> [OBJECTIFS]
(A) Répondez aux questions suivantes d'après le texte sur Kafka et la revue Hyperion :
(i) Pour quel numéro de La Revue des revues Linda Lê a-t-elle confié son texte ?
(ii) Qui était le rédacteur en chef d'Hyperion ?
(iii) Dans quel quotidien et à quelle date Kafka fit-il paraître « Une revue défunte » ?
(B) Traduisez en anglais cette phrase du texte sur Kafka et la revue Hyperion : « Il comptait parmi ses amis Franz Blei, connu pour son bestiaire où les écrivains sont représentés sous les traits d’animaux fabuleux. »
(C) Écrivez la suite du texte sur Kafka et la revue Hyperion en partant de sa dernière phrase.

> [TEXTE DE LECTURE]
* * *

Linda Lê : « Le Promontoire des possibles »

Depuis plusieurs années, La Revue des revues publie, en ouverture de chacune de ses livraisons, le texte d’un écrivain qui aborde les revues selon ses goûts et son parcours. Formes libres, tantôt savantes, tantôt drôles, signées Étienne Faure, Jean Daive, Tiphaine Samoyault, Jean-Marie Gleize, Lucie Taïeb, Pierre Bergounioux, Arno Bertina… À l’été 2019, pour son 61e  numéro, Linda Lê nous avait fait l’amitié de nous confier un texte très étonnant intitulé « Le Promontoire des possibles ». Alors qu’elle vient de mourir, nous vous invitons à le (re)découvrir.

 

 

Le Promontoire des possibles

 

 

Kafka avait une prédilection pour ce qui disparaît, ce qui renferme tous les possibles mais menace de périr. Il comptait parmi ses amis Franz Blei, connu pour son bestiaire où les écrivains sont représentés sous les traits d’animaux fabuleux. Surtout, Franz Blei était le rédacteur en chef d’Hyperion, une revue qui publiait les premiers textes de Kafka, ceux de Robert Walser et de Robert Musil. Hyperion n’était pas destiné à survivre longtemps. Le 19 mars 1911, dans le quotidien praguois Bohemia, Kafka fit paraître un article intitulé « Une revue défunte », pour rappeler à quel point le journal de Franz Blei savait « réunir les principales énergies existantes » en offrant « un espace vaste mais vivant à ceux qui hantaient les marges de la littérature ».

 

Franz Kafka

 

En écrivant l’éloge funèbre d’Hyperion, Kafka magnifiait aussi les clandestins de la littérature, ceux « que leur tempérament maintient à l’écart de la communauté », ceux qui ne peuvent, « sans dommage », être placés « sous les feux de la rampe ». Ils n’ont, ajoute Kafka, « nul besoin d’être soutenus, car s’ils veulent rester véridiques, ils ne peuvent se nourrir que d’eux-mêmes ».

* * *

> [DONNÉES FOURNIES]
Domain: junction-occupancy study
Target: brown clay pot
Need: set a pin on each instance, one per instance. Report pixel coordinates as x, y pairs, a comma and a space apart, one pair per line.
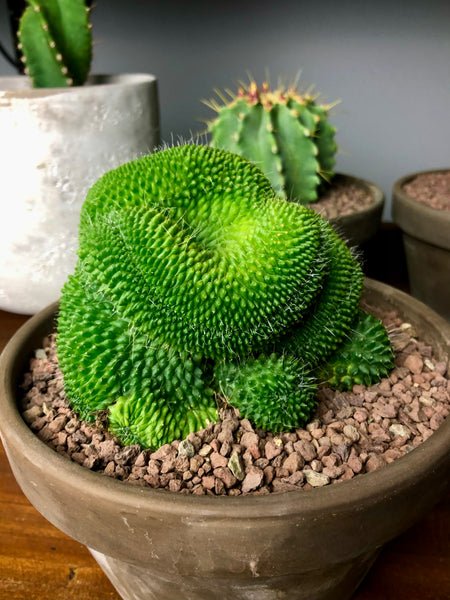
154, 544
426, 238
360, 226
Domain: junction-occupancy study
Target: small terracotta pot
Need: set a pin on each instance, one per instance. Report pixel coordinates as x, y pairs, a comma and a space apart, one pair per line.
426, 238
362, 225
154, 544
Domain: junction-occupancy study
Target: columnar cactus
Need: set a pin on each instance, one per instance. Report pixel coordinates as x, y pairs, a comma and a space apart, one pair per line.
197, 285
286, 134
55, 41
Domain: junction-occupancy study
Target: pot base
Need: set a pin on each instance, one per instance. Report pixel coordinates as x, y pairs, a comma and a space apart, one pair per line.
428, 269
337, 582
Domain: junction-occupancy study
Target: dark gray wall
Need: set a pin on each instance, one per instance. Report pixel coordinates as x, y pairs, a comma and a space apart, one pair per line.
387, 61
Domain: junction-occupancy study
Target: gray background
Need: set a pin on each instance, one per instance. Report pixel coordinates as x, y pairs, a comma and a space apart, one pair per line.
388, 62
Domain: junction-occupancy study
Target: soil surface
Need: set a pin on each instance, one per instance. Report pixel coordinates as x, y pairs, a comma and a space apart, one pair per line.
342, 198
432, 189
351, 433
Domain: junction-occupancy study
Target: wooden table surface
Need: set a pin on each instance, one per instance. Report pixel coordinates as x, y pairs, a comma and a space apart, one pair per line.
38, 562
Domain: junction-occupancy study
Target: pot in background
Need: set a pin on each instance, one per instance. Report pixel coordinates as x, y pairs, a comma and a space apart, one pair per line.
154, 544
426, 238
362, 225
55, 143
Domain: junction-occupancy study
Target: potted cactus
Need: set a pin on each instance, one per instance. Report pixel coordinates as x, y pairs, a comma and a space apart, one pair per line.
289, 136
421, 208
61, 129
195, 287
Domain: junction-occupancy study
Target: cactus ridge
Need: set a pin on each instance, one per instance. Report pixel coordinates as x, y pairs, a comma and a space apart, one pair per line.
286, 134
191, 273
365, 353
55, 41
274, 392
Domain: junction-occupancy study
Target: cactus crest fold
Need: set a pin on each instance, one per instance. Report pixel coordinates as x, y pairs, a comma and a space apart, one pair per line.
285, 133
196, 285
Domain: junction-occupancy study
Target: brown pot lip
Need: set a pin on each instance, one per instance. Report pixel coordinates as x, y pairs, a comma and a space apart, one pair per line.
375, 191
399, 195
19, 86
362, 490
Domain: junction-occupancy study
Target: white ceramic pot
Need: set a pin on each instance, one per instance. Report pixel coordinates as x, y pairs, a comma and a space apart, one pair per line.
54, 144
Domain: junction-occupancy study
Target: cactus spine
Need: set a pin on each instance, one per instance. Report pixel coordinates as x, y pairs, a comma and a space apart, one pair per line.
195, 285
286, 134
55, 41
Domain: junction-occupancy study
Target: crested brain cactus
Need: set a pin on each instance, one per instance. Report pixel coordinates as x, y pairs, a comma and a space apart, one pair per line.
55, 41
196, 285
285, 133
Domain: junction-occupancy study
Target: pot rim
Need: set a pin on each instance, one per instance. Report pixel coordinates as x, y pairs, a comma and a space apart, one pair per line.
365, 489
375, 191
19, 86
410, 214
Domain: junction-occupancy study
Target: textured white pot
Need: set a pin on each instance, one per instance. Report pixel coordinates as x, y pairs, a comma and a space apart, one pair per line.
54, 144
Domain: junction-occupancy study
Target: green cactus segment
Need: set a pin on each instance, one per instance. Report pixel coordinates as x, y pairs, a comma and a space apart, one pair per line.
55, 40
189, 268
274, 392
187, 260
364, 357
225, 129
109, 362
286, 134
326, 324
257, 143
293, 141
324, 138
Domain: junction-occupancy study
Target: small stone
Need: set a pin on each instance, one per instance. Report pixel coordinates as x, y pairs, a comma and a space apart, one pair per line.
294, 462
205, 450
186, 448
32, 413
252, 480
236, 466
273, 448
351, 433
226, 476
316, 479
249, 438
217, 460
400, 430
436, 421
375, 461
306, 449
208, 482
414, 363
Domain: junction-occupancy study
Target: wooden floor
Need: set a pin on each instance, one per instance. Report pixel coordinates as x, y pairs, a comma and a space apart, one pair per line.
38, 562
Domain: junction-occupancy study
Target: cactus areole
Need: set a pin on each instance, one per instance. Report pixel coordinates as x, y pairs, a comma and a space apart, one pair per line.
285, 133
55, 42
197, 286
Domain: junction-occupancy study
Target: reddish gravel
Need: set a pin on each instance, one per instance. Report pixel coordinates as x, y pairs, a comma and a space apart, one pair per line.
342, 198
352, 432
432, 189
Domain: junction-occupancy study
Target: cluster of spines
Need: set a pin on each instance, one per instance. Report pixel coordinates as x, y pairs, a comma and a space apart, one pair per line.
194, 282
285, 133
55, 42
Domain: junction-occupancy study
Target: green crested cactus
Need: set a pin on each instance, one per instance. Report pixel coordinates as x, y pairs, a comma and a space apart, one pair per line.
55, 41
285, 133
197, 285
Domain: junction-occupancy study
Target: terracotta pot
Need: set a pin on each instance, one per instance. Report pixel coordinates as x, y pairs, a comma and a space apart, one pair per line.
154, 544
426, 238
54, 144
360, 226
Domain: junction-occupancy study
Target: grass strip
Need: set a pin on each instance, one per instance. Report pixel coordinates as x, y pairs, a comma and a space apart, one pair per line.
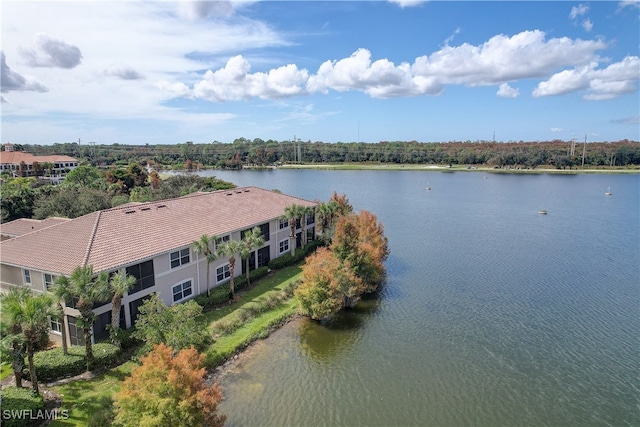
90, 402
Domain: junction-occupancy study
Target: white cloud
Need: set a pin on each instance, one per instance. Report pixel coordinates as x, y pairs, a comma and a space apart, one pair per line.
13, 81
49, 52
506, 91
578, 11
587, 25
234, 82
616, 80
123, 72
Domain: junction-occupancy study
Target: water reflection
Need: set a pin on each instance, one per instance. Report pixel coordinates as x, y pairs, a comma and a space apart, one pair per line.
324, 342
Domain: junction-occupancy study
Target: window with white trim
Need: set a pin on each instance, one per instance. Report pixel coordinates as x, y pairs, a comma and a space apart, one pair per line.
182, 291
49, 280
284, 246
179, 258
223, 239
222, 273
55, 324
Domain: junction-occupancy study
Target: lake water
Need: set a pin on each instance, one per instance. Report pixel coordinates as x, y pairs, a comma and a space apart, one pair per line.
492, 314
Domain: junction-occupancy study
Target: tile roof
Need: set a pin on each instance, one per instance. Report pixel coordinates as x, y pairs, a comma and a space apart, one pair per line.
120, 236
15, 157
22, 226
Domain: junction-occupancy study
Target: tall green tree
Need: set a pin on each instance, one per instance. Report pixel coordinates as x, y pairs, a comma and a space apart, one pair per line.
120, 284
176, 326
61, 295
205, 246
31, 312
293, 213
87, 288
252, 240
230, 249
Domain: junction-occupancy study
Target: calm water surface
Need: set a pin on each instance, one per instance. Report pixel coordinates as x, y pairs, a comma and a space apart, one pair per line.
492, 314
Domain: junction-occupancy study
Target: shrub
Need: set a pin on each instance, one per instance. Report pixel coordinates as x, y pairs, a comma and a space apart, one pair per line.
53, 364
16, 400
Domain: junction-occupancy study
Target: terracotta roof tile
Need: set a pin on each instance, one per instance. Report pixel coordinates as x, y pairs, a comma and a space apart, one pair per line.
114, 237
22, 226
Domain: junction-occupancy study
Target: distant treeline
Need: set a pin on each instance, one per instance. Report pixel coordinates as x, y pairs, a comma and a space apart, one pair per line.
257, 152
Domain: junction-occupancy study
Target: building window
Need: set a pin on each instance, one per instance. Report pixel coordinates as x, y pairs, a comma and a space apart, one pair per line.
144, 275
49, 280
56, 325
222, 239
222, 273
182, 291
179, 258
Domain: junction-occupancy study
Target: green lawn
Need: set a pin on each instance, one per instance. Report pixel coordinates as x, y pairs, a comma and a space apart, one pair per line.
93, 398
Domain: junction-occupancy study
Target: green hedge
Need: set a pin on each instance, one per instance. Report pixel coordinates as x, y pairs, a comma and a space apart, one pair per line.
53, 364
300, 254
19, 405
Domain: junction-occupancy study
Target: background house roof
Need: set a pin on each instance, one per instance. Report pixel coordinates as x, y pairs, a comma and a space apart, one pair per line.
15, 157
22, 226
120, 236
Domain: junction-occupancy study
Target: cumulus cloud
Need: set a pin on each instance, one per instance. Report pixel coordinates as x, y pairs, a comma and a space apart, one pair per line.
633, 120
174, 90
234, 82
500, 60
10, 80
579, 10
587, 25
52, 53
506, 91
123, 72
617, 79
201, 9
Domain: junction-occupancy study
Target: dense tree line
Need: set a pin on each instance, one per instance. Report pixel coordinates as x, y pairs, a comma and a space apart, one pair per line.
258, 152
88, 189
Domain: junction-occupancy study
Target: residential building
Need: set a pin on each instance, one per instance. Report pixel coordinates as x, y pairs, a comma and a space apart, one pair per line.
151, 241
20, 163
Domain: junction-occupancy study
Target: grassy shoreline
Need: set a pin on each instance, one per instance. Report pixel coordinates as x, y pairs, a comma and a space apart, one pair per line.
457, 168
91, 399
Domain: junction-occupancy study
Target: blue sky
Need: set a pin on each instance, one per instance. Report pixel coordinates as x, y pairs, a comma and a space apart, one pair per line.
164, 72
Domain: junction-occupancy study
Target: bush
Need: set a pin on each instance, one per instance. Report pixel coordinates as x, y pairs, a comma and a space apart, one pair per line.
220, 294
53, 364
16, 400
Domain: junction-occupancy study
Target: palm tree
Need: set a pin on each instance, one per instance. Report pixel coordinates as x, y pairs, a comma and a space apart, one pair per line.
252, 240
61, 293
88, 289
31, 312
204, 246
292, 213
120, 283
230, 249
13, 332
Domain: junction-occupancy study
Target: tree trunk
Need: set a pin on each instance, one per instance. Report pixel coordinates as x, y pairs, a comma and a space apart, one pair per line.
116, 306
232, 264
18, 363
88, 348
32, 369
208, 276
65, 347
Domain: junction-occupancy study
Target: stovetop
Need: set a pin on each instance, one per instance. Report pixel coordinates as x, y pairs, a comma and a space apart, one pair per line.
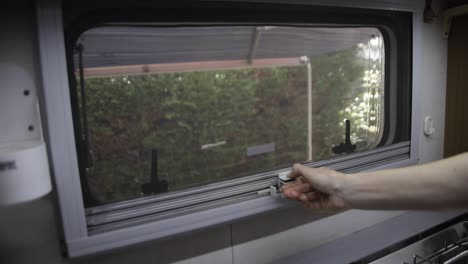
441, 245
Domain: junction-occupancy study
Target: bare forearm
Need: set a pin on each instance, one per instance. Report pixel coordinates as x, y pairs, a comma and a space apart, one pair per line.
437, 185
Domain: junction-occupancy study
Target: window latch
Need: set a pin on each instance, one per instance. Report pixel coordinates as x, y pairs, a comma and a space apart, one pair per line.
275, 190
347, 146
155, 185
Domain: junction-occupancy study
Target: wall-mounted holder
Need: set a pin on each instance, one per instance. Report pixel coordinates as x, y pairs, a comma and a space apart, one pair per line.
448, 14
428, 126
24, 172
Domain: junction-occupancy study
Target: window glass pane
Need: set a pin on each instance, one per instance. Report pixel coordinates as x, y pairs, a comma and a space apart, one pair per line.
198, 105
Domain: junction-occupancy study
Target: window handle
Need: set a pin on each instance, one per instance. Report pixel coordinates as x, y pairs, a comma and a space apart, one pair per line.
347, 146
155, 185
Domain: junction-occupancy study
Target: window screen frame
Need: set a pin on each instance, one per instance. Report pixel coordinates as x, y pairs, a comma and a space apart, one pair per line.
80, 241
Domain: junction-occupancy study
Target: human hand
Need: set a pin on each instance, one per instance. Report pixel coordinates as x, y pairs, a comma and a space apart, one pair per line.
317, 188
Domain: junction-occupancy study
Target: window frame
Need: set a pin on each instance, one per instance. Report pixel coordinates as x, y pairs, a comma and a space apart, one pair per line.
62, 150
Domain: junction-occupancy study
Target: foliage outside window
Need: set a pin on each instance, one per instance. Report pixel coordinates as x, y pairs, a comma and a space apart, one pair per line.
204, 124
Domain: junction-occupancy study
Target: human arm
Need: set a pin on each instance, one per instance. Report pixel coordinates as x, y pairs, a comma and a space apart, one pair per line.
438, 185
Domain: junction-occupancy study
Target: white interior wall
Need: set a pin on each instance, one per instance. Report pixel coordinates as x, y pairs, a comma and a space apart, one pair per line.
29, 232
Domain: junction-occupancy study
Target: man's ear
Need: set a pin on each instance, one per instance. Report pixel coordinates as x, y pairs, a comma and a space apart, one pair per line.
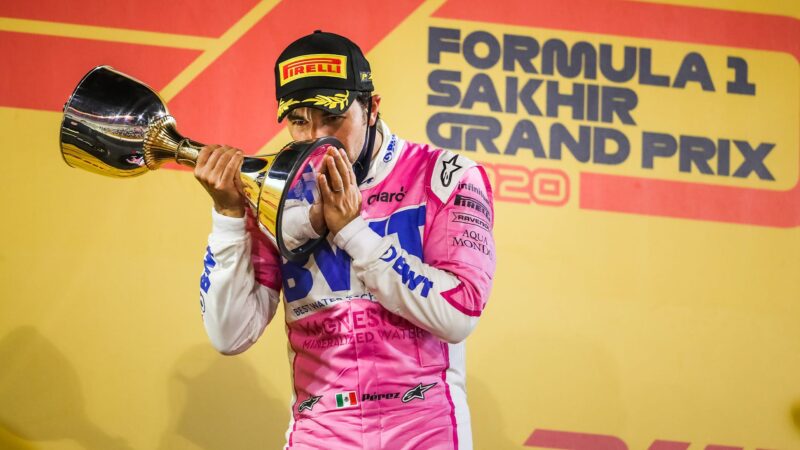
376, 106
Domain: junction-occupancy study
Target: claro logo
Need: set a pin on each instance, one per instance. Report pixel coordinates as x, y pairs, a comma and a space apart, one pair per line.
410, 279
387, 197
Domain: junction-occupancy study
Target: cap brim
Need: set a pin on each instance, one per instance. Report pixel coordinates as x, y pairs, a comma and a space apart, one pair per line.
334, 101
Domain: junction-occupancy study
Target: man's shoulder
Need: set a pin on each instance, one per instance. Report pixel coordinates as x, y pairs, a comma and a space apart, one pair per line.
445, 168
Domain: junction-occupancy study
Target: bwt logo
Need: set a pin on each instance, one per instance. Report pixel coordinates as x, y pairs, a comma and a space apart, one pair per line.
512, 183
410, 279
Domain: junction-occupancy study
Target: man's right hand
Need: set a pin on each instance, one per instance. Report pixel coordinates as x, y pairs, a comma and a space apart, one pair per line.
217, 169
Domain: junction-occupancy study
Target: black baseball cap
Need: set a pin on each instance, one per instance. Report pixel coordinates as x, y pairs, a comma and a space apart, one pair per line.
322, 70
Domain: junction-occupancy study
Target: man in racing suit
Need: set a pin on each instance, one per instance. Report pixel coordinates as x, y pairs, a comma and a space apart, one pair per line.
377, 315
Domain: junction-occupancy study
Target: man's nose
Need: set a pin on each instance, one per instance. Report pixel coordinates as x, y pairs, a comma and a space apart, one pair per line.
318, 132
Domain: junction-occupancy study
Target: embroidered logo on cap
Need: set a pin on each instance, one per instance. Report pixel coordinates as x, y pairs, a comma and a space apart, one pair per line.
317, 65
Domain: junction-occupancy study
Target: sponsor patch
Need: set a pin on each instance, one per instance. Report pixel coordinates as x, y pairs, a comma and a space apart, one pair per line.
449, 167
390, 149
417, 392
346, 399
387, 197
469, 219
409, 277
316, 65
374, 397
208, 263
308, 404
474, 241
472, 203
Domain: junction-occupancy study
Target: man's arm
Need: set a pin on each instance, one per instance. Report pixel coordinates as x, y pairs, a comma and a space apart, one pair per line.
447, 293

* * *

> [RÉPONSES PAR CONSIGNE]
(A)
(i) Pour le 61e numéro, à l'été 2019.
(ii) Franz Blei.
(iii) Dans le quotidien praguois Bohemia, le 19 mars 1911.

(B) Among his friends was Franz Blei, known for his bestiary in which writers are depicted as fabulous animals.

(C)
Hyperion n’avait d’existence qu’à condition de constituer un rassemblement d’écrivains, et de réussir à éviter cet écueil : les « déclarations mensongères ». Quant aux meilleurs éléments, que la revue mettait en avant, ils étaient « loin de faire l’unanimité », car, dit Kafka avec une pointe de malice, « ils n’y connaissaient pas un franc succès »…

 

Manifeste pour la sauvegarde des écrivains de la périphérie, à qui une reconnaissance trop éclatante risquerait d’étouffer en eux tout élan vers ce qui demeure une tentative d’effraction, le texte de Kafka loue aussi une revue qui avait été un promontoire des possibles, révélant des singularités qui, se refusant à se présenter comme telles, ne se donnent pas pour des phénomènes à découvrir.

 

Panaït Istrati était de ceux-là, qui ne se font pas passer pour des victimes de l’incompréhension. Il se cherchait seulement des complices, des mentors, des compagnons de route. Il avait trouvé en la personne de Romain Rolland un guide capable de lui montrer les chemins de la création buissonnière. L’auteur de Jean-Christophe l’encouragea à accomplir une œuvre pérenne, lui qui était un douteur, un va-nu-pieds orgueilleux de sa marginalité, un nomade de naissance, un insouciant soucieux uniquement de ne pas entrer dans le moule.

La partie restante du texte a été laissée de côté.